**WHAT IS BEING ASKED**
Copy the lines below exactly, starting with the line that contains "OBJECT_QUERY: arched doorway" and continuing up to and including the line that contains "top-left (396, 307), bottom-right (417, 338)".

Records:
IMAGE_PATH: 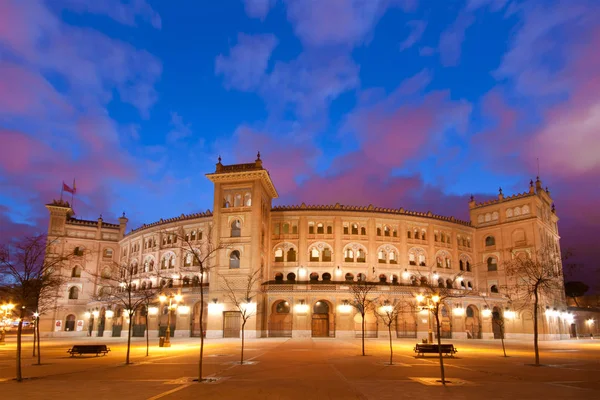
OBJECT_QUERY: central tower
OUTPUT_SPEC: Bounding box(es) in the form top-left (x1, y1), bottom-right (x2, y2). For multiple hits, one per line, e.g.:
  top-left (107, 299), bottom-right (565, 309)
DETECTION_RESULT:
top-left (206, 153), bottom-right (278, 336)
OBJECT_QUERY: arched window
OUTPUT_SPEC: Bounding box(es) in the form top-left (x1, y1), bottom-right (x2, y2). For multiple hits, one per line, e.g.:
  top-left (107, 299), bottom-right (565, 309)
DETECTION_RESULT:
top-left (71, 265), bottom-right (81, 278)
top-left (487, 257), bottom-right (498, 271)
top-left (309, 247), bottom-right (320, 262)
top-left (344, 249), bottom-right (354, 262)
top-left (69, 286), bottom-right (79, 300)
top-left (356, 249), bottom-right (367, 262)
top-left (229, 250), bottom-right (240, 269)
top-left (317, 222), bottom-right (325, 235)
top-left (287, 248), bottom-right (296, 262)
top-left (388, 250), bottom-right (398, 264)
top-left (275, 249), bottom-right (283, 262)
top-left (231, 219), bottom-right (242, 237)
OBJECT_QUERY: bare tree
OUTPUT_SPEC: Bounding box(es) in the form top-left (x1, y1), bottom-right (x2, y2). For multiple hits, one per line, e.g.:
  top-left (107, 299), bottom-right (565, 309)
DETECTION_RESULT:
top-left (350, 278), bottom-right (377, 356)
top-left (0, 235), bottom-right (70, 382)
top-left (374, 297), bottom-right (404, 365)
top-left (90, 260), bottom-right (165, 365)
top-left (505, 246), bottom-right (564, 366)
top-left (169, 225), bottom-right (230, 382)
top-left (221, 270), bottom-right (260, 364)
top-left (417, 268), bottom-right (465, 385)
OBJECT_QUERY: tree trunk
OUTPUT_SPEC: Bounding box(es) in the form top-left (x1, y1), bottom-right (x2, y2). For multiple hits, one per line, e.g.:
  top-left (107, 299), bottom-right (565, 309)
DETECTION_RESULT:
top-left (240, 319), bottom-right (246, 364)
top-left (533, 286), bottom-right (540, 366)
top-left (125, 311), bottom-right (134, 365)
top-left (198, 268), bottom-right (204, 382)
top-left (17, 308), bottom-right (25, 382)
top-left (435, 310), bottom-right (446, 386)
top-left (361, 313), bottom-right (365, 356)
top-left (32, 323), bottom-right (37, 357)
top-left (388, 323), bottom-right (394, 365)
top-left (34, 317), bottom-right (42, 365)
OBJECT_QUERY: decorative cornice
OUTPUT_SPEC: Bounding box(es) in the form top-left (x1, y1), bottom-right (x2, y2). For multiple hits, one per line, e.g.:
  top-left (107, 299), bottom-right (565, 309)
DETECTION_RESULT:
top-left (271, 203), bottom-right (472, 227)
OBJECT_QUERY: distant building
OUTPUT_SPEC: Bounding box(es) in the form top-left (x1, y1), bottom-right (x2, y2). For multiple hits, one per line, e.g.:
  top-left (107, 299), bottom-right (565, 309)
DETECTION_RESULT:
top-left (44, 155), bottom-right (575, 339)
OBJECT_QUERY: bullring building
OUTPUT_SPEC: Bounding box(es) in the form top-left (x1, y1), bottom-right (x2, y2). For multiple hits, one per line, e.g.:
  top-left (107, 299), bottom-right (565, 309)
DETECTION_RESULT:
top-left (42, 154), bottom-right (573, 340)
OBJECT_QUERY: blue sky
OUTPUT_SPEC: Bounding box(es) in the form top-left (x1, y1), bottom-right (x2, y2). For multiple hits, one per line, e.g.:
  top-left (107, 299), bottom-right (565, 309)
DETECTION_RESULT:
top-left (0, 0), bottom-right (600, 288)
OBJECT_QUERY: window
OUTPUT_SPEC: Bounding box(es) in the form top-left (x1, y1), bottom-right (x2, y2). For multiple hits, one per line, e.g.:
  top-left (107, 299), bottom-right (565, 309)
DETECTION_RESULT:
top-left (275, 249), bottom-right (283, 262)
top-left (287, 249), bottom-right (296, 262)
top-left (69, 286), bottom-right (79, 300)
top-left (71, 265), bottom-right (81, 278)
top-left (487, 257), bottom-right (498, 271)
top-left (231, 219), bottom-right (242, 237)
top-left (309, 247), bottom-right (320, 262)
top-left (229, 250), bottom-right (240, 269)
top-left (356, 249), bottom-right (367, 262)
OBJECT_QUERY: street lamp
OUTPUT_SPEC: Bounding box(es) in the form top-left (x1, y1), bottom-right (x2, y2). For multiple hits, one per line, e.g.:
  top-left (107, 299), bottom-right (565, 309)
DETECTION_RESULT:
top-left (158, 293), bottom-right (183, 347)
top-left (417, 294), bottom-right (440, 343)
top-left (0, 303), bottom-right (15, 344)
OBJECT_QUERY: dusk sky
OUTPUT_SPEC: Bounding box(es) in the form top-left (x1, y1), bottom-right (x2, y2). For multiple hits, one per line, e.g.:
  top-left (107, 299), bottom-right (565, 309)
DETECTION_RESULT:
top-left (0, 0), bottom-right (600, 285)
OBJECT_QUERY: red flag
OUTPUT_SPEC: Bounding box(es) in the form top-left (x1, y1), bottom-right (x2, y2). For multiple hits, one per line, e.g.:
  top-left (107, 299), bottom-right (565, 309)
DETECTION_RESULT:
top-left (63, 182), bottom-right (76, 194)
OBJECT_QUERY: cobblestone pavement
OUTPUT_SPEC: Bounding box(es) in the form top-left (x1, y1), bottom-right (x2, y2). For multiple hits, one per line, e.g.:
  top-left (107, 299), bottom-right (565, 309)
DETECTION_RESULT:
top-left (0, 338), bottom-right (600, 400)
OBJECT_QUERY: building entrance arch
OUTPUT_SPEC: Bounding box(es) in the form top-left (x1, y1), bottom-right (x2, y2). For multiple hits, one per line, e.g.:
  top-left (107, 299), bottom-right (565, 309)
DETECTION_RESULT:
top-left (269, 300), bottom-right (292, 337)
top-left (190, 301), bottom-right (208, 337)
top-left (311, 300), bottom-right (335, 337)
top-left (465, 304), bottom-right (481, 339)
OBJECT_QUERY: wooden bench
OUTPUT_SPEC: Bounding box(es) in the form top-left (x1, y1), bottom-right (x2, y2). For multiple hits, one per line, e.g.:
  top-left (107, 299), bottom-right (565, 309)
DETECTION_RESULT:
top-left (67, 344), bottom-right (110, 357)
top-left (414, 343), bottom-right (458, 357)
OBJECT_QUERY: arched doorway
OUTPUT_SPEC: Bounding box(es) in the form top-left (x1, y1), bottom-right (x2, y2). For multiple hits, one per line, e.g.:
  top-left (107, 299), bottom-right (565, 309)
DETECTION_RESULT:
top-left (190, 302), bottom-right (208, 337)
top-left (354, 312), bottom-right (377, 338)
top-left (492, 307), bottom-right (504, 339)
top-left (65, 314), bottom-right (75, 332)
top-left (269, 300), bottom-right (292, 337)
top-left (311, 300), bottom-right (334, 337)
top-left (112, 307), bottom-right (123, 337)
top-left (131, 306), bottom-right (147, 337)
top-left (431, 304), bottom-right (452, 339)
top-left (465, 305), bottom-right (481, 339)
top-left (98, 307), bottom-right (106, 337)
top-left (396, 307), bottom-right (417, 338)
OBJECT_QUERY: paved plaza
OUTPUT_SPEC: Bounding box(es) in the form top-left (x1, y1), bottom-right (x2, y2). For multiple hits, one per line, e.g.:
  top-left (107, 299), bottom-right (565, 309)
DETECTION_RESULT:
top-left (0, 338), bottom-right (600, 400)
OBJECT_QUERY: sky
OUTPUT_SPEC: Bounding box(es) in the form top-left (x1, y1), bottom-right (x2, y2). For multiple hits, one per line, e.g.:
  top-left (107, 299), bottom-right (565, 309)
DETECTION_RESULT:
top-left (0, 0), bottom-right (600, 289)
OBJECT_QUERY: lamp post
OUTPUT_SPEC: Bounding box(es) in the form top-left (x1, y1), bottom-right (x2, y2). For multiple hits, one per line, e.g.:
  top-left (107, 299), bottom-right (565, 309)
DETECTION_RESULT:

**WRITTEN ANSWER**
OBJECT_QUERY: arched doorway
OUTPUT_SPEC: Bounding box(es) in the form top-left (x1, y1), bottom-right (x2, y2). For multiple hits, one per line, e.g.:
  top-left (107, 299), bottom-right (565, 309)
DETECTION_RESULT:
top-left (190, 302), bottom-right (208, 337)
top-left (354, 312), bottom-right (377, 338)
top-left (492, 307), bottom-right (504, 339)
top-left (65, 314), bottom-right (75, 332)
top-left (269, 300), bottom-right (292, 337)
top-left (311, 300), bottom-right (334, 337)
top-left (112, 307), bottom-right (123, 337)
top-left (131, 306), bottom-right (147, 337)
top-left (431, 304), bottom-right (452, 339)
top-left (465, 305), bottom-right (481, 339)
top-left (98, 307), bottom-right (106, 337)
top-left (396, 307), bottom-right (417, 338)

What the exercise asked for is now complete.